### Directions
Return every line of the data below that contains the string "mortarboard", copied unchanged.

-- Begin --

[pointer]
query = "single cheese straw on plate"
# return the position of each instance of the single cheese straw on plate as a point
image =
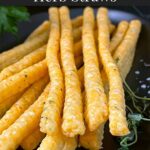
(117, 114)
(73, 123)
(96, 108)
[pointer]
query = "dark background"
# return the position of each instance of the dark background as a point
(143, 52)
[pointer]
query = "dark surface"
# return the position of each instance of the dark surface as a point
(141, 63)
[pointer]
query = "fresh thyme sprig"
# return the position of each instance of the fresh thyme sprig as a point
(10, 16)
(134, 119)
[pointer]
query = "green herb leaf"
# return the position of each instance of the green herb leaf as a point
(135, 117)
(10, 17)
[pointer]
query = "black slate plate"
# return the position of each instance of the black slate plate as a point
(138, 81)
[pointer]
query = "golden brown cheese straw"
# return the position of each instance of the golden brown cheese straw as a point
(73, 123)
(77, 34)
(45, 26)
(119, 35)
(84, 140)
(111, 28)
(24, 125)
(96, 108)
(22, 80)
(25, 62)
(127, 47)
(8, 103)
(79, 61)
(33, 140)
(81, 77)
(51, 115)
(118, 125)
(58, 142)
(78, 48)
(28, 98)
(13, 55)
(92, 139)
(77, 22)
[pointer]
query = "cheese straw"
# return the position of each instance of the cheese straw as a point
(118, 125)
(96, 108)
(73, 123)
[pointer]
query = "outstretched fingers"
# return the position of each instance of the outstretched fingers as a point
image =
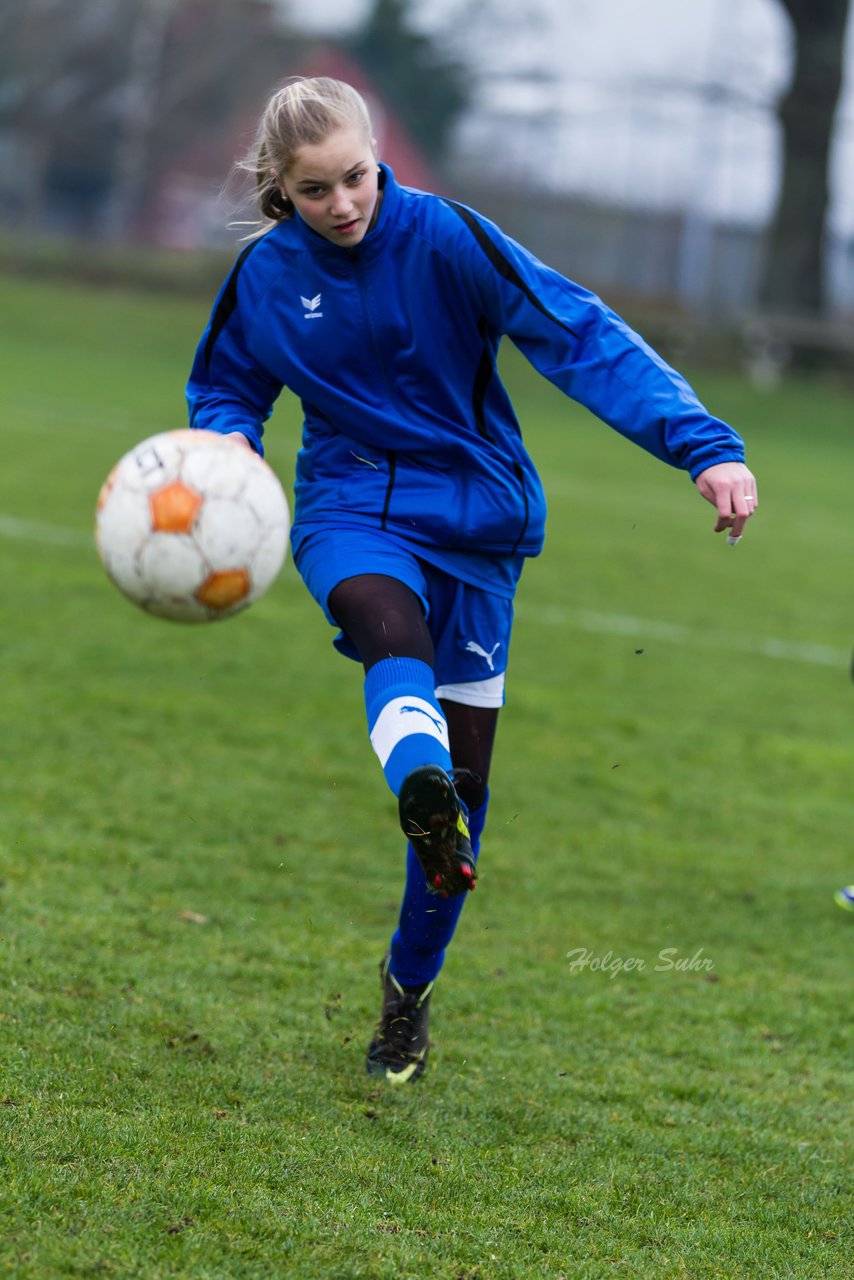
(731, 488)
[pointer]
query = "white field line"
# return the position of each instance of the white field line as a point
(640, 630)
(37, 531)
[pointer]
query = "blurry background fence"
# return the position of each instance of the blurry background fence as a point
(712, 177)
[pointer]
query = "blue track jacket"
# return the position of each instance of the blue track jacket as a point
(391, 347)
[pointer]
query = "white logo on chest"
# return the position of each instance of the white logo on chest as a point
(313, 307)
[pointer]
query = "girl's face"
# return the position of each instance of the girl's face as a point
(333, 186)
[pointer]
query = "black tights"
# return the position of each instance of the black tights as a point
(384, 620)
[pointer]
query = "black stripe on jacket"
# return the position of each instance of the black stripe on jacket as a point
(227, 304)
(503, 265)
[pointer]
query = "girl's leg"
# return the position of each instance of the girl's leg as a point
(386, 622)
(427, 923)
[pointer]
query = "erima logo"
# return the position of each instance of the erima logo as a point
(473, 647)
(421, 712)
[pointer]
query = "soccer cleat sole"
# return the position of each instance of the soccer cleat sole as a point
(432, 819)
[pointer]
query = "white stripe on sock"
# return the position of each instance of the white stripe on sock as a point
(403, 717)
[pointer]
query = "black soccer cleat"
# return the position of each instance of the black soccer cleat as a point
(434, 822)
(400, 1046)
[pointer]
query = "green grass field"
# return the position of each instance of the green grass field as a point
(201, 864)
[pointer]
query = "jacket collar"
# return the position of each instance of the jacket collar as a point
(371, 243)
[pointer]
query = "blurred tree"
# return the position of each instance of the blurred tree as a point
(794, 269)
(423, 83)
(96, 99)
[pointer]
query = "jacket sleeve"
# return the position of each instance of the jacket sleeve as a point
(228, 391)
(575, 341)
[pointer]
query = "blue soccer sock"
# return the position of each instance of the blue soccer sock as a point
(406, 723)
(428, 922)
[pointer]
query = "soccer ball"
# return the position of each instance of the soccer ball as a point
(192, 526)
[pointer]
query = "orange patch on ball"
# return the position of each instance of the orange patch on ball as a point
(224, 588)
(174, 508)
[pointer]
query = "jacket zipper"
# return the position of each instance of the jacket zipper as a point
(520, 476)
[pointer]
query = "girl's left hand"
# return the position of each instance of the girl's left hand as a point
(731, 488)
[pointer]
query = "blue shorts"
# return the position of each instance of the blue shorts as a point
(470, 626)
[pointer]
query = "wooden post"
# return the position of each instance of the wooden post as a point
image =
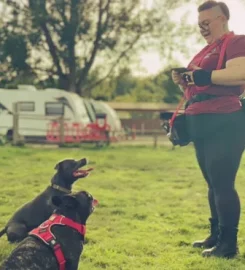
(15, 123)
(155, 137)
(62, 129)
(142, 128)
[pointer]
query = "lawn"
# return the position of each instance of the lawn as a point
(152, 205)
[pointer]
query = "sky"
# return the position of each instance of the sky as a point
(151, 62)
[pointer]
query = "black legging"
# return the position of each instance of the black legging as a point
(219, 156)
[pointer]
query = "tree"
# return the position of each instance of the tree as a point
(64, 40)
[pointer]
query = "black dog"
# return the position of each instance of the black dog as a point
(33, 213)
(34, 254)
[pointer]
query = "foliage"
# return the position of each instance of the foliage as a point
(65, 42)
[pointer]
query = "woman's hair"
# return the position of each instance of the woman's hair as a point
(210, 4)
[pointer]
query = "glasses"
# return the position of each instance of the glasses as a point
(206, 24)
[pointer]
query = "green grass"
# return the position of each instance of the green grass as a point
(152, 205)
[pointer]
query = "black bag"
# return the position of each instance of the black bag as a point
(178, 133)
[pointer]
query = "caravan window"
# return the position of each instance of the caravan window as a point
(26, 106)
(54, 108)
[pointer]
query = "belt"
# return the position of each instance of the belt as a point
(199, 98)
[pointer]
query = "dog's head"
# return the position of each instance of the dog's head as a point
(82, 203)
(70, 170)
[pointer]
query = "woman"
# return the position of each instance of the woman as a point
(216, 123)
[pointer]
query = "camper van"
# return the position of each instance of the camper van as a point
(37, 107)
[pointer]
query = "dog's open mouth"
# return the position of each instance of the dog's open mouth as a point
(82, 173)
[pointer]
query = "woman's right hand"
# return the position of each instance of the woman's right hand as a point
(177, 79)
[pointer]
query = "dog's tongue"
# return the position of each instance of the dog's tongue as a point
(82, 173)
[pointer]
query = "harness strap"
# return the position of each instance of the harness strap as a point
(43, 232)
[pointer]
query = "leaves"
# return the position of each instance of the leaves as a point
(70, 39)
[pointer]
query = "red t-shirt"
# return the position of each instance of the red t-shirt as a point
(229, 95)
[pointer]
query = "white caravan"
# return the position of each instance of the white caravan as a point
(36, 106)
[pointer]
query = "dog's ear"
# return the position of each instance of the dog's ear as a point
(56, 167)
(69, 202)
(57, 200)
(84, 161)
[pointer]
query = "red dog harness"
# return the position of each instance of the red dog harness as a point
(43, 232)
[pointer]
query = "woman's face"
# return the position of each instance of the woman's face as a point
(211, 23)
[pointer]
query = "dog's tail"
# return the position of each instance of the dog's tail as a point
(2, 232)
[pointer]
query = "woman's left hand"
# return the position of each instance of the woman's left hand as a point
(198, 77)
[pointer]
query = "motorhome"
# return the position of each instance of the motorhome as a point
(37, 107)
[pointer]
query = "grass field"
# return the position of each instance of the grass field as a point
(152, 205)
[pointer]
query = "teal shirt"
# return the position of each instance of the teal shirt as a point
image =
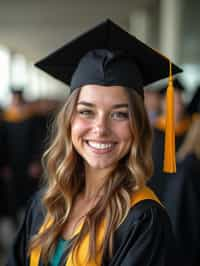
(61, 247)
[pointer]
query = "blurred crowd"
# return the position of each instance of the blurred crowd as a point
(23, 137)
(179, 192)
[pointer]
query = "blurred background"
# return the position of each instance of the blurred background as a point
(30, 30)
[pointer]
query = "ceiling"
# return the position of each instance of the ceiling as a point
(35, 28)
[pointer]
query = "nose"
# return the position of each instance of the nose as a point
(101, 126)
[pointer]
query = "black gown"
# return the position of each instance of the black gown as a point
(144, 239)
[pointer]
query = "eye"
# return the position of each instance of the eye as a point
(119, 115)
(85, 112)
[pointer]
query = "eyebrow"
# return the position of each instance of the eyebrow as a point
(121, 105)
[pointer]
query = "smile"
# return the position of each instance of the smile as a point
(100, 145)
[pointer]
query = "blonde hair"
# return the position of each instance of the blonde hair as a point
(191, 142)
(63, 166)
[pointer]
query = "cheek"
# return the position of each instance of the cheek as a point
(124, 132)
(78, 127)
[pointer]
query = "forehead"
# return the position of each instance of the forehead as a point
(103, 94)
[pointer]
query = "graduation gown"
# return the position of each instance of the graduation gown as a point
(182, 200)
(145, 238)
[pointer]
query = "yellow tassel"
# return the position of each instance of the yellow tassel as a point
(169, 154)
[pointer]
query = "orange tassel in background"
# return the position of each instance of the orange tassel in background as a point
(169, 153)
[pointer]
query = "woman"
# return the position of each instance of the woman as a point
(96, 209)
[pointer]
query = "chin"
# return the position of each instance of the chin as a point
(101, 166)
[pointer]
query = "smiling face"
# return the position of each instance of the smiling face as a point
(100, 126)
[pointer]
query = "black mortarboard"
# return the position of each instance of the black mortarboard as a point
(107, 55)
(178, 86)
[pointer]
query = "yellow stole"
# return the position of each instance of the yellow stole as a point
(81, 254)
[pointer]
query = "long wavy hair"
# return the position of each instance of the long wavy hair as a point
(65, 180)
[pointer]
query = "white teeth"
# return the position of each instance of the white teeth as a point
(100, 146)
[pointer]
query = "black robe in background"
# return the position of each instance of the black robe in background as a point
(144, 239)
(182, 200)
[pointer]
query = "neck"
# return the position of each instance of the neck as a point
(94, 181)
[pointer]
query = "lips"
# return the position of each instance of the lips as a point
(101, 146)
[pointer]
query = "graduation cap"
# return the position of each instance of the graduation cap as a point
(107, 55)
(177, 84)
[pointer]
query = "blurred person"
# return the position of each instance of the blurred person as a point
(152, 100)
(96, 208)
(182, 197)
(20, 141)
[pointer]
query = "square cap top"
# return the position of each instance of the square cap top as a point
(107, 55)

-- End --
-- Begin --

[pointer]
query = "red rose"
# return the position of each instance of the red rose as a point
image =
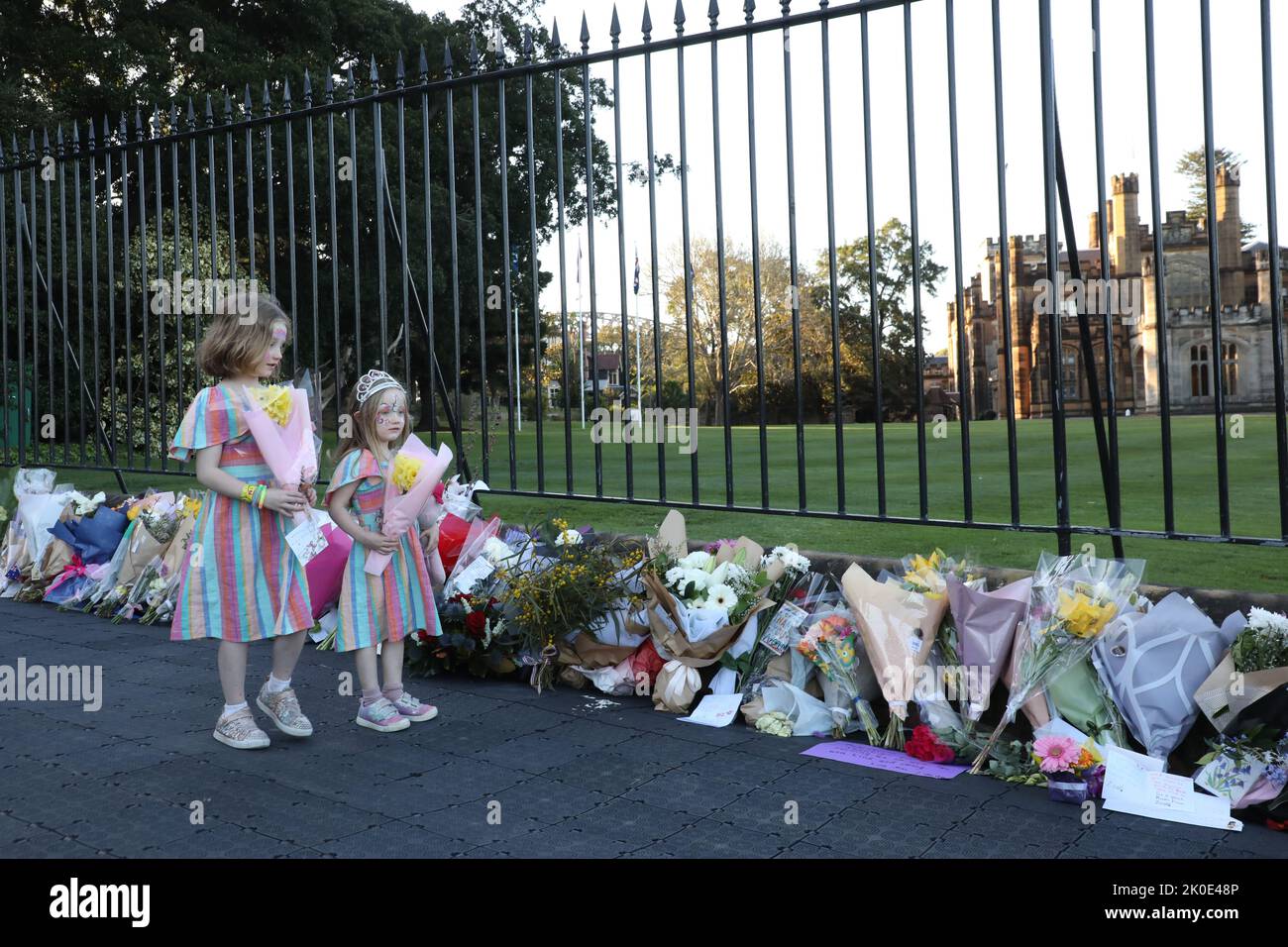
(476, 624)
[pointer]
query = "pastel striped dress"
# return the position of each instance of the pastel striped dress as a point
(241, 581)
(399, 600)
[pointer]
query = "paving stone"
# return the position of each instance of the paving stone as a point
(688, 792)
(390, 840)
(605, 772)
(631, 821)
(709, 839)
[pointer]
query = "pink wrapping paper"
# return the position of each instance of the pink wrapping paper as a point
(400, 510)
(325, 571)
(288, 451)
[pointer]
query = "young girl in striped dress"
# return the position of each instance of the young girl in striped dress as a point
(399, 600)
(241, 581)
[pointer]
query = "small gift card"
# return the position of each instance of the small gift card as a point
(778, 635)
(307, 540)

-- End --

### The response
query = "black mortarboard"
# return the position of each instance of the black mortarboard as a point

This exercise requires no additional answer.